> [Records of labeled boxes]
▽

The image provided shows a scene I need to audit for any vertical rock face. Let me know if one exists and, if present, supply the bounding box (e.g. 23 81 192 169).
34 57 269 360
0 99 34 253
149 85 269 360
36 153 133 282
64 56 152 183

△

> [What you have to do] Copy out the listing above line for line, changing nothing.

> [Result of the task]
The image provided shows a scene I need to audit for any vertical rock face. Let me know if one exists and, if present, supply the bounding box (e.g. 23 81 192 169).
34 57 269 360
0 99 34 253
149 85 269 360
36 153 133 282
64 56 152 183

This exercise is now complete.